(Task): Please set out every line of the items below as a numbered list, leaving out any blank lines.

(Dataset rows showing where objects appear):
----------
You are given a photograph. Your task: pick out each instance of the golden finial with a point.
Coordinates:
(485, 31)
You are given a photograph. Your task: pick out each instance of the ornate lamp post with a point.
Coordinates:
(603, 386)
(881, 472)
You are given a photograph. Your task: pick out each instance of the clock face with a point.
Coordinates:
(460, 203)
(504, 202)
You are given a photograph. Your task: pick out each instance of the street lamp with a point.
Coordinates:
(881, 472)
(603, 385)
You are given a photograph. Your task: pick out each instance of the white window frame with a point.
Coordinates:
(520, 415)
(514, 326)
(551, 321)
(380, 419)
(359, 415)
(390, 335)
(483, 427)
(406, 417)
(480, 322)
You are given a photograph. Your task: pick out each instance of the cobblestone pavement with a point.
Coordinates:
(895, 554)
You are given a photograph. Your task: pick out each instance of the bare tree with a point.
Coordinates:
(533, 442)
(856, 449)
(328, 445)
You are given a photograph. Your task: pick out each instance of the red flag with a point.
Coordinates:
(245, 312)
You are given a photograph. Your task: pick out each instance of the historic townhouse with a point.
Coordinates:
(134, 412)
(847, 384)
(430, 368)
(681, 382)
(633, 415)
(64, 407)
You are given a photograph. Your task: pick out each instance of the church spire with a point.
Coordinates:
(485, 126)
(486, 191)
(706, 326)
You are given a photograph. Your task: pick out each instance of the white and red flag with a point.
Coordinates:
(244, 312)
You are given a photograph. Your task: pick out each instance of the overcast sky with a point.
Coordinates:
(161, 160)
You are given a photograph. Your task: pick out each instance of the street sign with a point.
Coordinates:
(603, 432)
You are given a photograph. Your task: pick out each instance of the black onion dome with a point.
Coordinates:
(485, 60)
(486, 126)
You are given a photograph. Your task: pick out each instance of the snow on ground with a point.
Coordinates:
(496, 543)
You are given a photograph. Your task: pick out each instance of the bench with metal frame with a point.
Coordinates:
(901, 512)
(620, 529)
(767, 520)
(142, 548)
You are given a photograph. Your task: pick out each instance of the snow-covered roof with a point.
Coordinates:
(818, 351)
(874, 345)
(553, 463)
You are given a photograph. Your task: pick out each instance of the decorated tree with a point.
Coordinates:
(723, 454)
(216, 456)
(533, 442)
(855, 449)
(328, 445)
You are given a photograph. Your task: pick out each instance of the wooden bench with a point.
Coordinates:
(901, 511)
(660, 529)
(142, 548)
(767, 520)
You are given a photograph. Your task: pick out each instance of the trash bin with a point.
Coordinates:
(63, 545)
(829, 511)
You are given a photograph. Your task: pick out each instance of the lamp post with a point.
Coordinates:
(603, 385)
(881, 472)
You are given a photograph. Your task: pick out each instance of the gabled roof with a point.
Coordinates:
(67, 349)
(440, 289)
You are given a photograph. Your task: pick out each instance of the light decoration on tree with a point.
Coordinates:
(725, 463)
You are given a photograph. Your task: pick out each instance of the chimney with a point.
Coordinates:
----------
(Completed task):
1. You are given a photograph. Your task: pick out each instance of the golden finial with a point.
2. Coordinates:
3. (485, 31)
4. You are given a photograph. Your task: pick out each instance of the ornate lamp post with a point.
5. Coordinates:
6. (603, 386)
7. (881, 472)
8. You are given a photograph. Your task: pick out each instance of the clock face with a point.
9. Coordinates:
10. (460, 203)
11. (504, 202)
12. You are given a photograph. Your task: pick out each instance of the street lamp with a point.
13. Coordinates:
14. (881, 472)
15. (603, 385)
16. You are given a photograph. Your task: pick out each instance of the white window frame with a point.
17. Coordinates:
18. (520, 415)
19. (514, 326)
20. (551, 321)
21. (380, 419)
22. (359, 415)
23. (390, 335)
24. (483, 427)
25. (406, 417)
26. (480, 322)
27. You are given a photograph. Your task: pick out each instance of the cobblestone pavement with a point.
28. Coordinates:
29. (895, 554)
30. You are given a photograph. Your task: pick out each instance of the bare tree with a point.
31. Coordinates:
32. (533, 442)
33. (856, 449)
34. (328, 445)
35. You are given a photograph. Your task: pick out each instance of the red flag with a point.
36. Coordinates:
37. (245, 312)
38. You are given a photograph. Your task: pick out each instance of the historic townhouse with a point.
39. Coordinates:
40. (134, 412)
41. (847, 384)
42. (430, 368)
43. (681, 382)
44. (633, 415)
45. (64, 407)
46. You are given a photograph. Your task: pick out each instance of the church spire with a point.
47. Coordinates:
48. (485, 126)
49. (486, 191)
50. (706, 326)
51. You are given a photograph. Your task: pick out each instance of the white and red flag with a point.
52. Coordinates:
53. (244, 312)
54. You are given a photograph. Your task: pick out each instance of the overcast sky with a point.
55. Coordinates:
56. (161, 160)
57. You are given a photograph. Your task: pick out each instance of the street sign with a point.
58. Coordinates:
59. (603, 432)
60. You are given a photograph. Your task: pick out each instance of the black onion dome with a point.
61. Coordinates:
62. (485, 60)
63. (486, 126)
64. You are given a photograph. Your task: pick out each instance of the snow on ground with a point.
65. Coordinates:
66. (496, 543)
67. You are given a photograph. Your task: pick out each instance of the bench with metal frame with a point.
68. Coordinates:
69. (901, 512)
70. (620, 529)
71. (767, 520)
72. (142, 548)
73. You are given a photograph. Your task: pick out each instance of the snow-covered roof with a point.
74. Coordinates:
75. (818, 351)
76. (874, 345)
77. (553, 463)
78. You are given a photograph. Your task: pick out each instance of the decorated tree with a point.
79. Coordinates:
80. (723, 454)
81. (216, 456)
82. (533, 442)
83. (855, 449)
84. (328, 445)
85. You are given a photograph. Your task: pick out each instance of the wooden bench with a point.
86. Coordinates:
87. (901, 511)
88. (660, 529)
89. (142, 548)
90. (767, 520)
91. You are given a photograph. Your task: pick out each instance of the trash bin with a point.
92. Coordinates:
93. (63, 545)
94. (829, 511)
95. You are given a photograph. Your task: pick out each instance of the lamp post with a point.
96. Coordinates:
97. (603, 385)
98. (881, 472)
99. You are given a photograph. Your task: pick out each instance of the gabled roof with a point.
100. Coordinates:
101. (67, 349)
102. (440, 289)
103. You are given a photograph. Your task: pick out each instance of the light decoration on tree with a point.
104. Coordinates:
105. (725, 463)
106. You are given a photograph. Your task: pick out each instance of the chimney with a point.
107. Coordinates:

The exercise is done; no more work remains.